Exercise prompt — Copy the data as given. No line may be skipped.

Material provided —
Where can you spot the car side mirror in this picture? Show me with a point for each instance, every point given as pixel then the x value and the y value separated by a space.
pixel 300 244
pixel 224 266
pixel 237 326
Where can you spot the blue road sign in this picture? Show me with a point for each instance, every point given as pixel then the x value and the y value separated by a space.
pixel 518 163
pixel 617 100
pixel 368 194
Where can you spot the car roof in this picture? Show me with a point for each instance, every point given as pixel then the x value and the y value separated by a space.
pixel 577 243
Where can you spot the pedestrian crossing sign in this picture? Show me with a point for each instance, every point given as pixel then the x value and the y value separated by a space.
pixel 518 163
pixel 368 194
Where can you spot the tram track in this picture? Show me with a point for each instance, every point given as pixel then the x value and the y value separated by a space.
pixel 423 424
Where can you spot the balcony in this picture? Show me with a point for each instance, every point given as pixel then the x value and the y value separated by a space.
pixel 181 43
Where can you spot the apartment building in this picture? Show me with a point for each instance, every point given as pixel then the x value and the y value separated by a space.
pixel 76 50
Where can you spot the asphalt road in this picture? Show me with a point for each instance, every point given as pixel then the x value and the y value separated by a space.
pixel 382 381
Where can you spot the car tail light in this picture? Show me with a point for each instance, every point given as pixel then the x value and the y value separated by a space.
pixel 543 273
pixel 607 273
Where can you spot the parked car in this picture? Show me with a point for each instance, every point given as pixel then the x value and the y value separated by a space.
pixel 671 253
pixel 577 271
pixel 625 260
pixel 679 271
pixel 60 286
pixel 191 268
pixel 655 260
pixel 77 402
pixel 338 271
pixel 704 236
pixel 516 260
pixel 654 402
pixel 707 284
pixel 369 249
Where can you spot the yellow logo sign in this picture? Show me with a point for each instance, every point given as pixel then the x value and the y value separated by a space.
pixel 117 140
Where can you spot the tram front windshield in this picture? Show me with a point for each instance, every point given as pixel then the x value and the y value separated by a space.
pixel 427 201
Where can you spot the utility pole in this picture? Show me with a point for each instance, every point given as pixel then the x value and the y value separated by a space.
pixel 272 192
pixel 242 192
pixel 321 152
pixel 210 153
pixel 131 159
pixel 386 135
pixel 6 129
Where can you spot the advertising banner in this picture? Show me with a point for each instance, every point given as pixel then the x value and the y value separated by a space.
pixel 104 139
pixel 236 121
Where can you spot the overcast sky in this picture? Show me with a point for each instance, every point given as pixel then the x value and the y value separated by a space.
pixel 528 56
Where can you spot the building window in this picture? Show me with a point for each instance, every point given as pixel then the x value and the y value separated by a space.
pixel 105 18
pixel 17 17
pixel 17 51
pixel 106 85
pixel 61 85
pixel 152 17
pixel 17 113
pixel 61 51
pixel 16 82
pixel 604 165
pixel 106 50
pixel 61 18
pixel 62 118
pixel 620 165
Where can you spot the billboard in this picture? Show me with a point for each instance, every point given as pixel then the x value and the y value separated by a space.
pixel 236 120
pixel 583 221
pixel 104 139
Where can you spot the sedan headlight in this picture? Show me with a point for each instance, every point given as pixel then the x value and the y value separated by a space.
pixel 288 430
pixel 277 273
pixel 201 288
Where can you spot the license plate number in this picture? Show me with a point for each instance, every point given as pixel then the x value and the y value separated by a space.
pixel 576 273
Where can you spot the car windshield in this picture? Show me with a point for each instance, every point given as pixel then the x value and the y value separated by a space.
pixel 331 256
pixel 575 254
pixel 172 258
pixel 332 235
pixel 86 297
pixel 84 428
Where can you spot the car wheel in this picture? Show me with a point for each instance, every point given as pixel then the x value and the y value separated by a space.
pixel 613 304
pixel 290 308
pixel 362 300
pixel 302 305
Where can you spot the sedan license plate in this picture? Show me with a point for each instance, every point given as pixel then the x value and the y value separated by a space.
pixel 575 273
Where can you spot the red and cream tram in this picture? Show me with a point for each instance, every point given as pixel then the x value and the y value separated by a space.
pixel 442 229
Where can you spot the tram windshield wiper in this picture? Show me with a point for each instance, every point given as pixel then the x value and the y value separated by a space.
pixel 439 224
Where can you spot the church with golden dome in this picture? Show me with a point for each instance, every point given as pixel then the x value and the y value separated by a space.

Exercise answer —
Where can you spot the car side mirror in this picture? Show me with a point for each instance, every point given as pixel then the x value and the y value separated by a space.
pixel 300 244
pixel 224 266
pixel 237 326
Where can you spot the blue road sign in this picture? Show me with a point for each instance, every point given as pixel then the x value and the y value separated by a space.
pixel 518 163
pixel 617 100
pixel 368 194
Where can you spot the car roof in this picture? Show me with a point for each instance, every point given as pixel then the x value and the y value separated by a space.
pixel 577 243
Where can you spot the pedestrian crossing sign in this picture? Show me with a point for each instance, every point given as pixel then the x value and the y value separated by a space.
pixel 518 163
pixel 368 194
Where can you spot the tram track in this picture? Show me with a point for each instance, every point given as pixel then the x value and the y value separated by a space.
pixel 423 424
Where can you spot the balcony in this picture? Show me with a point for each instance, every point given as pixel then the x value and the y value separated by a space.
pixel 181 43
Where can you spot the apartment building in this picture? Show me with a point for each instance, every point given as pixel then the x value and the y value separated by a space.
pixel 76 50
Where can you spot the asphalt road in this picture? Show me with a point for each instance, every point given as pixel then the x value and the y value separated by a space.
pixel 382 381
Where can you spot the car tail light in this picture? Show me with a point for each instance, every point given as pixel then the x value and the y value separated by a space.
pixel 543 273
pixel 607 273
Where can you spot the parked car in this picture? Show me with a point for each instance, every point given as pixel then the x value and the y value separated by a space.
pixel 671 253
pixel 577 271
pixel 625 260
pixel 679 271
pixel 60 286
pixel 191 268
pixel 655 260
pixel 77 402
pixel 338 271
pixel 704 236
pixel 516 260
pixel 654 402
pixel 707 284
pixel 369 249
Where can you spot the yellow logo sign in this picture? Show me with a point for each instance, every point given as pixel then the x value and the y value separated by a space.
pixel 117 140
Where can you spot the tram front windshield in this picture? Show me with a point for each instance, every point given as pixel then the x value and the y value separated by a space.
pixel 427 201
Where can you spot the utility pole in this picture? Show me with a point for each instance, every point given as pixel then the x value and the y value separated by a space.
pixel 272 192
pixel 242 192
pixel 321 152
pixel 210 153
pixel 131 159
pixel 386 135
pixel 6 129
Where can you spot the advertising banner in this picture? Show me with a point for each instance, every point given as pixel then the x value and the y value separated by a space.
pixel 104 139
pixel 236 121
Where can you spot the overcast sky in this picture? Show me with a point for each instance, every point given as pixel then the x value and the y value separated by a space.
pixel 528 56
Where can you spot the building window in this picture? Show me with a point for each instance, every point given as pixel then the x value and the y value separated by a space.
pixel 105 18
pixel 17 17
pixel 17 51
pixel 106 85
pixel 61 85
pixel 152 17
pixel 17 113
pixel 61 51
pixel 16 82
pixel 604 165
pixel 106 50
pixel 61 18
pixel 62 118
pixel 620 165
Where can you spot the billboard in this picture? Show me with a point for each instance, every point given as pixel then the x value and the y value separated by a space.
pixel 236 120
pixel 583 221
pixel 104 139
Where can you spot the sedan headlight in this picture? Show me with a point for each instance, every point given as pixel then the x value and the y value separated by a space.
pixel 288 430
pixel 277 273
pixel 201 288
Where can you spot the license plate number in this picture? Show me with a point for each instance, every point given as pixel then the x value and the y value separated by a space.
pixel 576 273
Where can you spot the car windshield in this picture? Show me with a point for each instance, every point given as pixel then the x value and the y value separated by a space.
pixel 331 256
pixel 575 254
pixel 172 258
pixel 332 235
pixel 86 297
pixel 84 428
Where can you spot the car wheel in this picture? Show me with a point for each instance, every point given as pixel then the x value and the y value separated by a space.
pixel 613 304
pixel 290 308
pixel 362 300
pixel 302 305
Where can you spot the sedan license plate in this picture? Show me with a point for each instance, every point given as pixel then the x value and the y value separated by a space.
pixel 575 273
Where can you spot the red and cream tram in this picture? Show me with a point for each instance, every point given as pixel then the x value and the y value separated by a space.
pixel 442 229
Where can you spot the tram windshield wiper in this picture? Show me with a point for each instance, every point given as pixel then the x value and the y value separated by a space.
pixel 439 224
Where can you spot the church with golden dome in this picture? Show me with a point for each instance, every point given as pixel then the x value and the y value separated by a space.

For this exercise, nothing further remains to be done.